------ TEXT PROVIDED

Ontario renews summer ER staffing funding for one more year

Health Minister Sylvia Jones has touted that the program helped avoid nearly 1,500 temporary ER closures last summer

By Allison Jones in Toronto

Ontario renewed funding Thursday that helps rural and northern hospitals bolster emergency room staffing through the summer, but the program will end after this year, the minister said.

Health Minister Sylvia Jones has touted that the program helped avoid nearly 1,500 temporary ER closures last summer, but while it expired on March 31, the government did not announce until Thursday that it would be renewed for another summer.

“The Ministry of Health recognizes that Emergency Departments in Northern and Rural areas continue to face significant health human resources pressures,” Deputy Minister Catherine Zahn wrote in a memo to eligible hospitals.

“To help address those pressures, Ontario is extending the program previously known as COVID-19 Temporary Summer Locum Program Expansion up to and including September 30, 2023.”

Many northern and rural hospitals rely on doctors from urban areas filling shifts on what is known as a locum basis, and this program was created during the pandemic to pay those doctors a premium for that work.

The lack of funding from April to now has already led to four temporary closures of the ER in Thessalon, southeast of Sault Ste. Marie, which relies entirely on locum physicians and has no primary care physician in the community. But with the funding announcement, the hospital said its summer staffing situation is looking far more promising.

“I feel like we’ve got a glimmer of hope and support in the restoration of this program to get us through the summer,” North Shore Health Network president and CEO Tim Vine said in an interview.

“We will be able to be much more competitive in attracting locum coverage.”

The hospital network was already able to fill 12 shifts just hours after the memo was sent and avoid a looming closure of the ER at its Blind River site on Friday, Vine said.

When asked why funding that expired March 31 wasn’t renewed until June 1, a spokesperson for Jones said it required “extensive consultations with key health-care sector partners including the Ontario Medical Association and Ontario Health.”

NDP health critic France Gelinas, who represents a riding in northern Ontario, said most smaller hospitals in the north have many vacant shifts to fill this summer, and the funding renewal announcement is very delayed.

------------
------ INFORMATION GIVEN

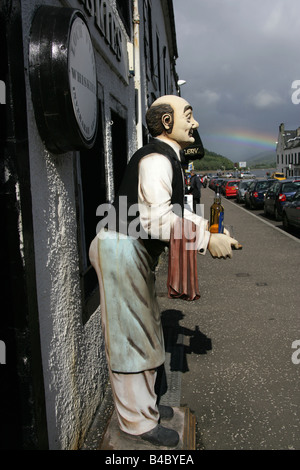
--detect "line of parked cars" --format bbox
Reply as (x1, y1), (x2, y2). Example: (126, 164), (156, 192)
(209, 174), (300, 228)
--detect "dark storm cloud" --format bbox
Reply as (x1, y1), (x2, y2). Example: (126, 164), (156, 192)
(173, 0), (300, 160)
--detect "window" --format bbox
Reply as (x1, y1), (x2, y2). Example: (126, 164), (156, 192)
(77, 100), (106, 323)
(155, 34), (161, 91)
(116, 0), (132, 38)
(144, 0), (153, 80)
(111, 110), (127, 194)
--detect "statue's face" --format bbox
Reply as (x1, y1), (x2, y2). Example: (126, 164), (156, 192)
(154, 95), (199, 149)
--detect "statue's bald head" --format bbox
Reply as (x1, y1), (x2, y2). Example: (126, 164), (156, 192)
(146, 95), (199, 148)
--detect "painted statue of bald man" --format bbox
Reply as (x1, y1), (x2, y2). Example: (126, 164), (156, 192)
(90, 95), (238, 447)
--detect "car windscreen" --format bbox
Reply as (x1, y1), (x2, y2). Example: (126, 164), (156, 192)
(255, 181), (271, 191)
(281, 181), (300, 193)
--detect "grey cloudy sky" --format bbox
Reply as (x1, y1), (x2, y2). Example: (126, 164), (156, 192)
(173, 0), (300, 161)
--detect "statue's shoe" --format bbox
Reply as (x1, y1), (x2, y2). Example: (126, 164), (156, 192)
(140, 424), (179, 447)
(158, 405), (174, 419)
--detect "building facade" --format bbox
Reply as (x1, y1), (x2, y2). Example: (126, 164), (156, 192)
(276, 123), (300, 178)
(0, 0), (178, 450)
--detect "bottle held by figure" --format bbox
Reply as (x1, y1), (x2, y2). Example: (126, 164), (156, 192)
(209, 186), (224, 233)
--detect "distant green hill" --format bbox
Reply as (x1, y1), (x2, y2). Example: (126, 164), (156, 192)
(247, 150), (276, 168)
(194, 149), (276, 171)
(194, 149), (234, 171)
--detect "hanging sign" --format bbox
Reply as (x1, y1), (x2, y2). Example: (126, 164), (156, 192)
(29, 6), (98, 154)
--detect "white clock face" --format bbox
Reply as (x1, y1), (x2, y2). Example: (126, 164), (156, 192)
(68, 17), (98, 141)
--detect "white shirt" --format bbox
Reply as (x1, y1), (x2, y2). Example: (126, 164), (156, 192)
(138, 139), (210, 254)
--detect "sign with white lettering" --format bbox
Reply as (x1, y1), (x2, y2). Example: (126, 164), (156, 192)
(69, 18), (97, 140)
(29, 5), (98, 154)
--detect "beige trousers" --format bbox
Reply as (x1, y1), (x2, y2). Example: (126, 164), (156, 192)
(89, 238), (159, 435)
(109, 369), (159, 436)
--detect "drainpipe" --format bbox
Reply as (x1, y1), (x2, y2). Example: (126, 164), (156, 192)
(133, 0), (143, 148)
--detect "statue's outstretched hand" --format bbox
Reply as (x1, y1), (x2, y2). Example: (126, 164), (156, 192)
(208, 233), (241, 258)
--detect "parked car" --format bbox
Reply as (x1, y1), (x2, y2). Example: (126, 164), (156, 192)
(264, 178), (300, 220)
(282, 189), (300, 229)
(208, 178), (223, 190)
(271, 171), (286, 181)
(223, 180), (240, 197)
(245, 179), (274, 209)
(236, 179), (252, 203)
(240, 171), (256, 179)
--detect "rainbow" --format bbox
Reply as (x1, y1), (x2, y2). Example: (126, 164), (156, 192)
(210, 130), (276, 150)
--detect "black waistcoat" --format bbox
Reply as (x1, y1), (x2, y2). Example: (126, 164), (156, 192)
(105, 139), (184, 254)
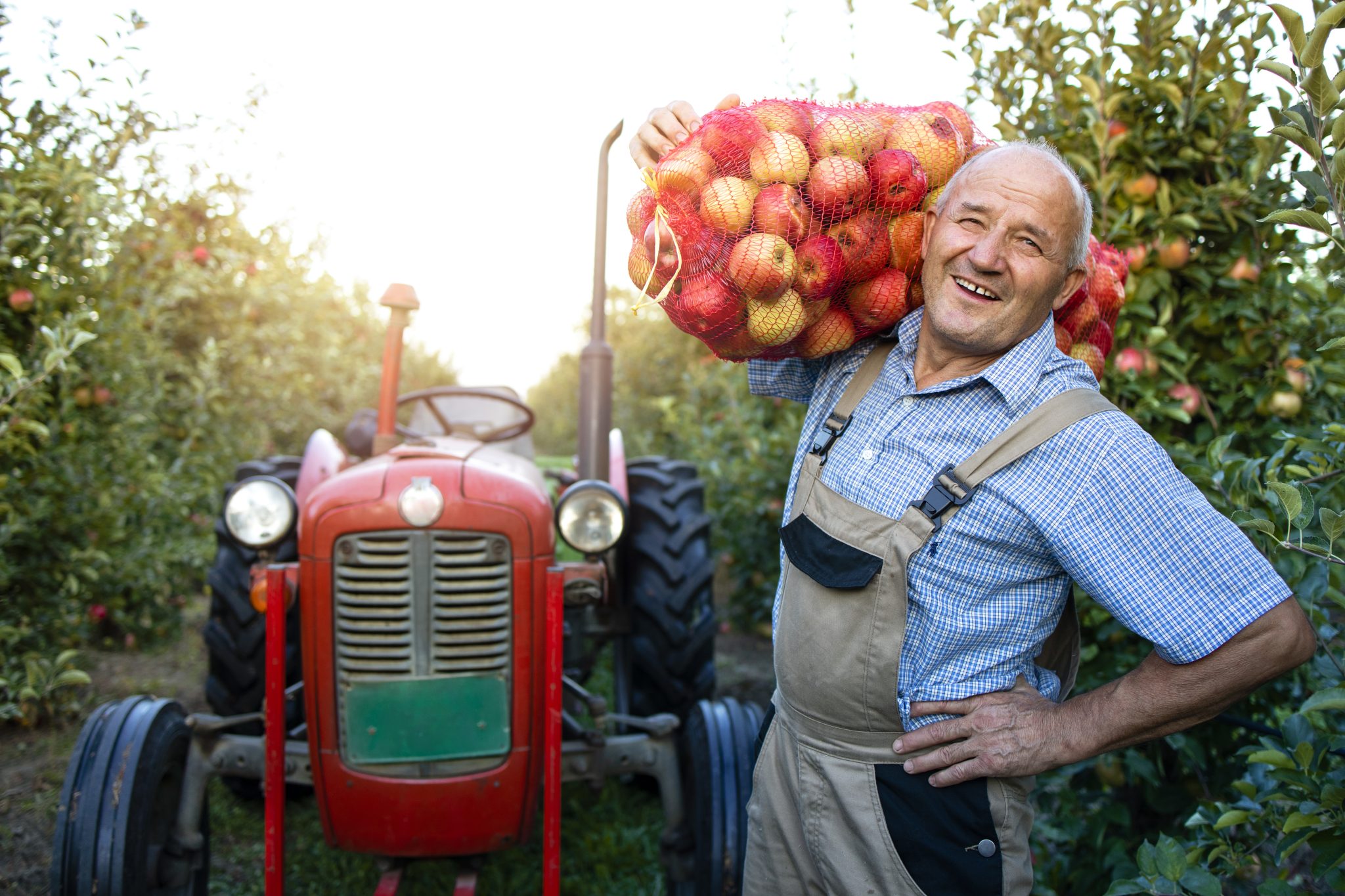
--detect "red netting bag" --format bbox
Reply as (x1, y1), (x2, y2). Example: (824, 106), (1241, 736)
(627, 99), (1124, 376)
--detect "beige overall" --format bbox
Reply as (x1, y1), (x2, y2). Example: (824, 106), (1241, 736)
(744, 341), (1114, 896)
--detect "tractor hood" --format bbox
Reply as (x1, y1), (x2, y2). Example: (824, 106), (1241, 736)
(299, 437), (553, 559)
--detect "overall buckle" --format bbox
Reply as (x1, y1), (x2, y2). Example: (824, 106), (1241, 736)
(810, 412), (852, 466)
(910, 463), (977, 532)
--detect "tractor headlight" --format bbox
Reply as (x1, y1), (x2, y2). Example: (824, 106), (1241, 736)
(225, 475), (298, 548)
(556, 480), (625, 553)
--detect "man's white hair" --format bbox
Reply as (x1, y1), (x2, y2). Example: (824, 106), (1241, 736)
(935, 139), (1092, 268)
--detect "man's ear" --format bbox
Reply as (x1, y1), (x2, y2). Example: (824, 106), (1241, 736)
(1050, 267), (1088, 312)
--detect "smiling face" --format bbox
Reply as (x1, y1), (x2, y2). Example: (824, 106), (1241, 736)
(921, 148), (1091, 357)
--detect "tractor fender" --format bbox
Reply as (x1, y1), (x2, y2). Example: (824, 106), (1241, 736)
(607, 429), (631, 507)
(295, 430), (347, 507)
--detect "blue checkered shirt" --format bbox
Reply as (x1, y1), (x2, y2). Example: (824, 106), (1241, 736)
(748, 310), (1290, 731)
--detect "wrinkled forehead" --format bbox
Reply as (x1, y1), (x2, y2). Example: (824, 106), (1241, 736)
(948, 149), (1076, 239)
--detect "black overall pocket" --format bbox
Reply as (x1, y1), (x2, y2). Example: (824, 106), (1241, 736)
(873, 764), (1003, 896)
(780, 513), (882, 589)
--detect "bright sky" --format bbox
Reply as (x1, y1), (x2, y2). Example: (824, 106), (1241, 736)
(3, 0), (970, 393)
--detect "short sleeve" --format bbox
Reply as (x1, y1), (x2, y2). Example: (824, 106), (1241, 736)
(1045, 414), (1290, 664)
(748, 357), (826, 404)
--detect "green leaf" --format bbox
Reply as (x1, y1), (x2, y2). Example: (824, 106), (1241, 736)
(1268, 482), (1304, 523)
(1157, 834), (1186, 880)
(1256, 208), (1345, 236)
(1298, 687), (1345, 712)
(1256, 62), (1298, 87)
(1298, 3), (1345, 68)
(1269, 3), (1308, 55)
(1181, 868), (1224, 896)
(1269, 125), (1322, 158)
(1246, 750), (1296, 769)
(1317, 508), (1345, 542)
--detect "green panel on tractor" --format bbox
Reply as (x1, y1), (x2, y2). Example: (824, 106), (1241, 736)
(344, 674), (510, 763)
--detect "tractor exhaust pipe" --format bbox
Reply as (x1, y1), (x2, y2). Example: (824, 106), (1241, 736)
(374, 284), (420, 454)
(579, 121), (625, 482)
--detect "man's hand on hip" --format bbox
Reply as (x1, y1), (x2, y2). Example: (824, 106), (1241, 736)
(892, 677), (1067, 787)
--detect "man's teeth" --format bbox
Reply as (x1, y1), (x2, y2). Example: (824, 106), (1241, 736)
(952, 277), (1000, 299)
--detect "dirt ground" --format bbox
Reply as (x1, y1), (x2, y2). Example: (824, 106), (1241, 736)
(0, 597), (775, 896)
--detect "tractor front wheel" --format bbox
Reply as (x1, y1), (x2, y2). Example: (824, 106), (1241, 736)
(51, 697), (209, 896)
(623, 457), (716, 719)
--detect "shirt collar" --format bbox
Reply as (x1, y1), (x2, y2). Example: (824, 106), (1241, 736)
(882, 308), (1056, 414)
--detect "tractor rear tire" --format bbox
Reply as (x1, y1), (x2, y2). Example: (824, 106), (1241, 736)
(51, 697), (209, 896)
(203, 456), (304, 800)
(624, 457), (717, 719)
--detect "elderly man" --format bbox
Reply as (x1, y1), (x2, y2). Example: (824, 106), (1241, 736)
(632, 96), (1313, 896)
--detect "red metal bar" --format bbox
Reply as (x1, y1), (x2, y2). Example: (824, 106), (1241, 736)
(374, 865), (402, 896)
(542, 567), (565, 896)
(262, 565), (285, 896)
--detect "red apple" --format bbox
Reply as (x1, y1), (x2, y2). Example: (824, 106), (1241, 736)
(797, 308), (856, 357)
(920, 99), (977, 148)
(726, 234), (796, 299)
(1120, 171), (1158, 203)
(748, 132), (812, 184)
(752, 184), (815, 246)
(1116, 347), (1145, 375)
(841, 267), (909, 330)
(827, 211), (892, 284)
(748, 99), (812, 140)
(701, 177), (761, 235)
(884, 112), (967, 190)
(869, 149), (925, 213)
(1168, 383), (1200, 414)
(793, 234), (845, 299)
(1069, 343), (1105, 383)
(663, 271), (745, 339)
(888, 211), (924, 271)
(699, 109), (766, 177)
(808, 156), (870, 221)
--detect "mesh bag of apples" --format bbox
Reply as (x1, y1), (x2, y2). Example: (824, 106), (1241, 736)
(627, 99), (1124, 376)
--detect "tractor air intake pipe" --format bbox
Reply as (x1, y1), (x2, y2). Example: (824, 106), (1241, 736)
(374, 284), (420, 454)
(579, 121), (625, 482)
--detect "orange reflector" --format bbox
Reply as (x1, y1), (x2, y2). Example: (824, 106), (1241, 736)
(248, 576), (295, 612)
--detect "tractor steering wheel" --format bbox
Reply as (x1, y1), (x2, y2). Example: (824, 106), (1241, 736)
(397, 385), (537, 442)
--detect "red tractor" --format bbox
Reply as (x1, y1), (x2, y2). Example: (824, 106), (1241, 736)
(51, 125), (761, 896)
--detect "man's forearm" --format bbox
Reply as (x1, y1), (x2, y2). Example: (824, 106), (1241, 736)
(1059, 598), (1313, 764)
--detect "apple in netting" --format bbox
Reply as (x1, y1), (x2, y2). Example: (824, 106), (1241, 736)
(793, 234), (845, 299)
(884, 112), (967, 188)
(888, 211), (924, 271)
(807, 156), (870, 221)
(827, 211), (892, 284)
(869, 149), (925, 213)
(726, 234), (795, 299)
(701, 177), (761, 235)
(663, 271), (745, 337)
(748, 131), (812, 184)
(842, 267), (909, 329)
(752, 184), (814, 246)
(748, 289), (808, 347)
(699, 109), (766, 177)
(799, 308), (857, 357)
(748, 99), (812, 140)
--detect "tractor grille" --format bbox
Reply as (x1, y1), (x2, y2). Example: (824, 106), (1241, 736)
(334, 530), (514, 681)
(430, 534), (511, 673)
(335, 534), (414, 675)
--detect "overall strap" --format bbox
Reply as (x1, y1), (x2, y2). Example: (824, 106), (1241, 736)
(810, 339), (897, 465)
(910, 388), (1116, 532)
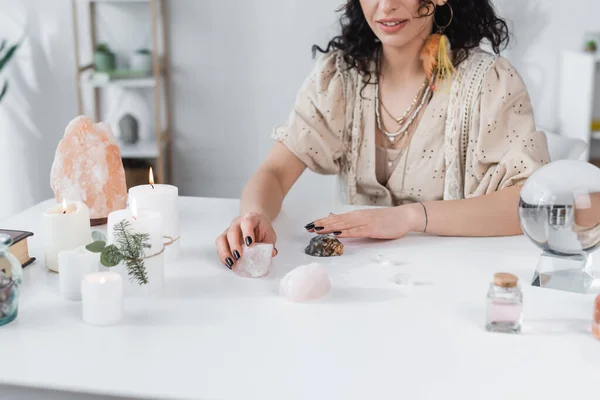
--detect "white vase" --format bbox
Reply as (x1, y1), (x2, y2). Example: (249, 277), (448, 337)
(129, 53), (153, 75)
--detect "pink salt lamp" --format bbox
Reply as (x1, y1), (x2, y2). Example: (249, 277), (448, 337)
(50, 116), (127, 225)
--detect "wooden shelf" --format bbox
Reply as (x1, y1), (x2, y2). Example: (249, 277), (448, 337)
(78, 0), (154, 3)
(119, 140), (160, 159)
(84, 75), (156, 89)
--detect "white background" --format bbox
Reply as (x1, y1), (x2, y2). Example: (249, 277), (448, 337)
(0, 0), (600, 219)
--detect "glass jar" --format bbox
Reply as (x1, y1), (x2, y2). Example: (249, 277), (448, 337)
(0, 234), (23, 326)
(485, 273), (523, 333)
(592, 295), (600, 340)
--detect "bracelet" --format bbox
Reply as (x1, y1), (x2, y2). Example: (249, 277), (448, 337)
(419, 202), (429, 233)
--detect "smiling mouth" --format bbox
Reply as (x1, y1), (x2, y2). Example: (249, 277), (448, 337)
(379, 19), (408, 26)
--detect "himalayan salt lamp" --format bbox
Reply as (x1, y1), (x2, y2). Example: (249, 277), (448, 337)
(50, 116), (127, 225)
(279, 263), (331, 302)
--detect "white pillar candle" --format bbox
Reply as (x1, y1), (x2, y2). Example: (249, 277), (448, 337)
(42, 200), (92, 272)
(58, 246), (100, 300)
(129, 168), (181, 263)
(81, 272), (123, 325)
(107, 201), (165, 295)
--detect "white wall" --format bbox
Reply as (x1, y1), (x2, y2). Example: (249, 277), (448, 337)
(494, 0), (600, 131)
(0, 0), (76, 219)
(0, 0), (600, 218)
(169, 0), (340, 197)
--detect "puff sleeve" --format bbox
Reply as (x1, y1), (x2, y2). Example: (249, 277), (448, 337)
(271, 52), (346, 175)
(464, 58), (550, 198)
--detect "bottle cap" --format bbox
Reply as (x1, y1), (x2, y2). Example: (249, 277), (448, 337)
(494, 272), (519, 288)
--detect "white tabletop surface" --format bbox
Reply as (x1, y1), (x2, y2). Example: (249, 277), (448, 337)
(0, 198), (600, 400)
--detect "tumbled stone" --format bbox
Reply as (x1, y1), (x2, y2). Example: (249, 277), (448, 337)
(232, 243), (273, 278)
(279, 263), (331, 302)
(304, 235), (344, 257)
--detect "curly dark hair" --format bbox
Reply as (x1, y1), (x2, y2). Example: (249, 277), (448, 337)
(312, 0), (509, 80)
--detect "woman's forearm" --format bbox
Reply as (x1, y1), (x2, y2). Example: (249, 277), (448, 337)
(401, 186), (522, 236)
(240, 169), (285, 221)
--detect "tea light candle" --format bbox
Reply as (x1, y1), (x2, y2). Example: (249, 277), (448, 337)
(129, 168), (180, 262)
(42, 200), (92, 272)
(81, 272), (123, 325)
(58, 246), (100, 300)
(107, 200), (165, 294)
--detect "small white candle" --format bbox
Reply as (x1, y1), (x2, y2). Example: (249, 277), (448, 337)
(129, 168), (181, 262)
(107, 200), (165, 295)
(81, 272), (123, 325)
(42, 200), (92, 272)
(58, 246), (100, 300)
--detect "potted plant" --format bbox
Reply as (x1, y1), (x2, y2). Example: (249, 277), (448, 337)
(94, 43), (117, 72)
(0, 40), (19, 101)
(129, 49), (153, 75)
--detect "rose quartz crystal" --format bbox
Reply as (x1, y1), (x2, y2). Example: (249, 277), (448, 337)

------------

*COMPLETE THE FOLLOWING*.
- 1) According to the article on Ontario's summer ER staffing funding, through what date is the extended locum program funded?
- 2) Continue the article on Ontario's summer ER staffing funding from its final sentence.

*ACTIVITY ANSWERS*.
- 1) Up to and including September 30, 2023.

- 2)
“They really did the minimum, because it came in so late…and it only goes until September and so they made as little effort as possible to make sure that this would be successful,” she said. 

After September, the program will be wound down, the government wrote in the memo, but there are other available programs to help those hospitals, including reimbursing medical students for expenses when completing clinical assignments in the north and a peer-to-peer program that provides rural and remote ER doctors virtual access to mentoring and support.

“We strongly encourage hospitals to work with local partners and to utilize these resources in creating sustainable (emergency department) staffing plans this year and beyond,” Zahn wrote.

Vine said he wants to work with the ministry and Ontario Health on that, but there is only so much individual hospitals can do.

“Public hospitals, especially small rural ones, aren’t in a position to fix systemic issues,” he said.

“The issues that we’re seeing throughout the system with providers are a system-level issue…So while I’m appreciative for the funding that will get us through this summer, I think that the Ministry of Health really needs to look at what they’re going to do to change some of the system dynamics that have led to the crisis with providers, and I want to be a partner in that.”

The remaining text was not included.